Brano —
Cinisi, Palermo: caduti nella lotta alla mafia |
Se avessi la solidarietà dei familiari, degli amici, della società civile, di una certa parte della politica, be', forse potrei farcela, potrei andare a processo, cercare di incastrare e far arrestare chi mi ha minacciato, chi ha tentato di ridurmi al silenzio. Ma se fossi solo? se i miei vicini di negozio non mi rivolgessero piu' la parola? Se i famigliari avessero troppa paura e mi chiedessero di smettere il muso contro muso? Ovvio, non riuscirei a sopportare tutto questo: nella migliore delle ipotesi chiuderei bottega e mi trasferirei di casa, lontano, il piu' possibile, in un paese piu' civile e sicuro. Nella peggiore? Pagherei e starei zitto, farei parte del sistema, avrei il mio business e le tasse invece di pagarle allo stato le pagherei a loro, agli individui organizzati e violenti.

Righe fornite —
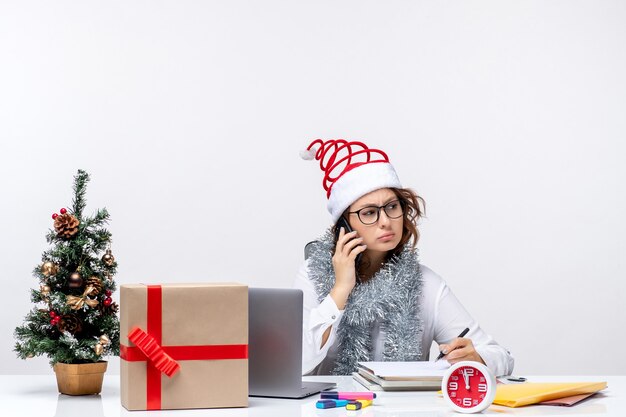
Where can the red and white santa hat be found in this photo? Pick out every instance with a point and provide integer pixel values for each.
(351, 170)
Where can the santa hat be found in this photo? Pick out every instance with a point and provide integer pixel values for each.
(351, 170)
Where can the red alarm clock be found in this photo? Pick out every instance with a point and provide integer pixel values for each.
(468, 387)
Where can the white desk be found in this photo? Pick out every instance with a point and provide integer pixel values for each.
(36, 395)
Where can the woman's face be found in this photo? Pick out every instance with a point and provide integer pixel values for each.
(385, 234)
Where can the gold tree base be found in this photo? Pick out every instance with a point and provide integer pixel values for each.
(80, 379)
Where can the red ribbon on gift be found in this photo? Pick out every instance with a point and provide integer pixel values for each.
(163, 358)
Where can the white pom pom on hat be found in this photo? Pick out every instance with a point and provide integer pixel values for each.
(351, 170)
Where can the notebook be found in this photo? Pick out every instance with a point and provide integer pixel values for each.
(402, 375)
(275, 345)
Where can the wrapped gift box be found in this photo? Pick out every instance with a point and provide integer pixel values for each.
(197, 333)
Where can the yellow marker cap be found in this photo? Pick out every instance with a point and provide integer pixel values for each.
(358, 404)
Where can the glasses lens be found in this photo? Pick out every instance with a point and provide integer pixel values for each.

...

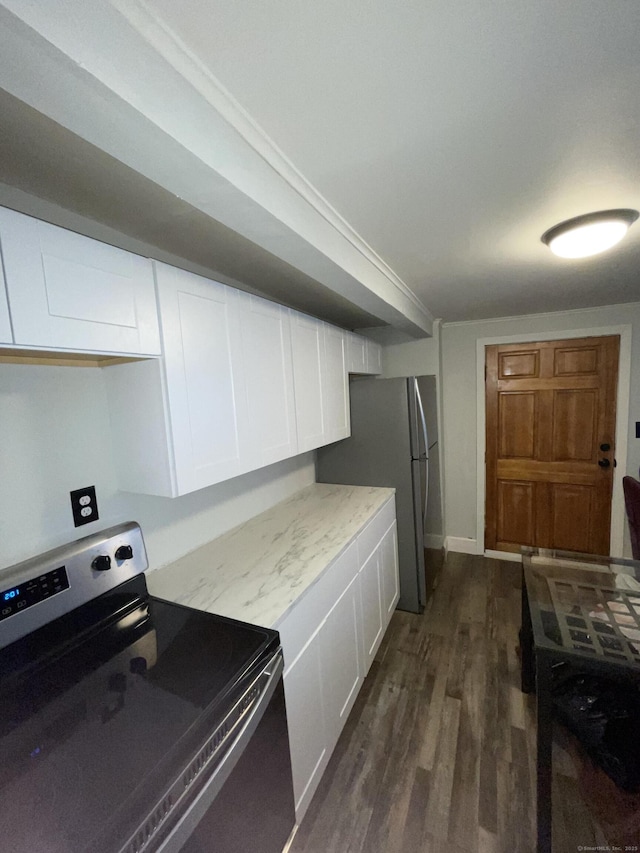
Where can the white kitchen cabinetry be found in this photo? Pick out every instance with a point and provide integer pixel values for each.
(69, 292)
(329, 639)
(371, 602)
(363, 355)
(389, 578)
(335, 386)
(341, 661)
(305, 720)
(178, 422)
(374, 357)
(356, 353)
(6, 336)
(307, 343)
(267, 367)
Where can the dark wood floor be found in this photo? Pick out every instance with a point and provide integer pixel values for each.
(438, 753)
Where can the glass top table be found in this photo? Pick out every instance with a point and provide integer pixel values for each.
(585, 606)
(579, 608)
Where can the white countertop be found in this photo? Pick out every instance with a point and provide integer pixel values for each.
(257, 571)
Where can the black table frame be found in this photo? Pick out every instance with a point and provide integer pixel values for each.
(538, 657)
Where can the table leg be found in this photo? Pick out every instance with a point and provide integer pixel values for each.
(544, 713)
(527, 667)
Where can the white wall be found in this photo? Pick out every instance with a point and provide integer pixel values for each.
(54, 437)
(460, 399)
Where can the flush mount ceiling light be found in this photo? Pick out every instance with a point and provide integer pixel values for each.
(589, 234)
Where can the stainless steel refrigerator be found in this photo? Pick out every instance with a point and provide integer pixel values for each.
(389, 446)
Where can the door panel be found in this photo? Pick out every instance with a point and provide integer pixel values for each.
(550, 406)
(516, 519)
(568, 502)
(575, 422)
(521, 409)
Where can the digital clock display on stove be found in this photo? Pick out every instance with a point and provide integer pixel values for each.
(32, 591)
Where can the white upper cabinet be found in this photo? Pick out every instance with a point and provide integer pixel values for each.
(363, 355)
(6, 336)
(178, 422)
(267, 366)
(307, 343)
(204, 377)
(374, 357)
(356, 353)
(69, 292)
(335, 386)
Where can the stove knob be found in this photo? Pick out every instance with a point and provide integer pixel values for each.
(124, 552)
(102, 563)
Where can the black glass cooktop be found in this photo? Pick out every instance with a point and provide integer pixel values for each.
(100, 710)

--

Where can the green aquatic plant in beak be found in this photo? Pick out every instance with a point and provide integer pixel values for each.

Obiettivi —
(A) Trova e copia ogni riga che contiene la parola "black", tenendo conto di maiuscole e minuscole.
(B) Prosegui il brano sulla lotta alla mafia a Cinisi, riprendendo dopo la sua ultima frase.
Le righe non hanno alcun legame con il brano.

Esiti dei compiti —
(A)
Where can the black table frame be found in this photo? Pick out every instance with a point and provide integer pixel values for each.
Where can the black glass cooktop be found in this photo? Pick out every instance with a point and provide integer pixel values for each.

(B)
Quando leggo di persone che si battono contro il pizzo e dunque contro la mafia, sono stupito e meravigliato: "dove trovano tutta questa forza e questa energia?", mi chiedo e continuo: "Anche loro sono nati qui, in questo paese dove si sa come vanno le cose... perche' si ribellano, rovinandosi la vita e gli affetti e le amicizie e la salute?". Forse basterebbe veramente poco per scardinare il poterei di chi ha deciso di avere il potere: non servono armi o chissa' che cosa, basta la volontà. Come mi pare scriveva Saviano in Gomorra, cio' che fa paura alla mafia è la volontà di non essere mafioso, l apossibilità dell'alternativa. E per questa alternativa basterebbero le forze dell'ordine, e la volontà e il sostegno di una politica non collusa e non invischiata in quella mentalità (nella migliore delle ipotesi solo invischiata). La storia siamo noi, è proprio il caso di dirlo.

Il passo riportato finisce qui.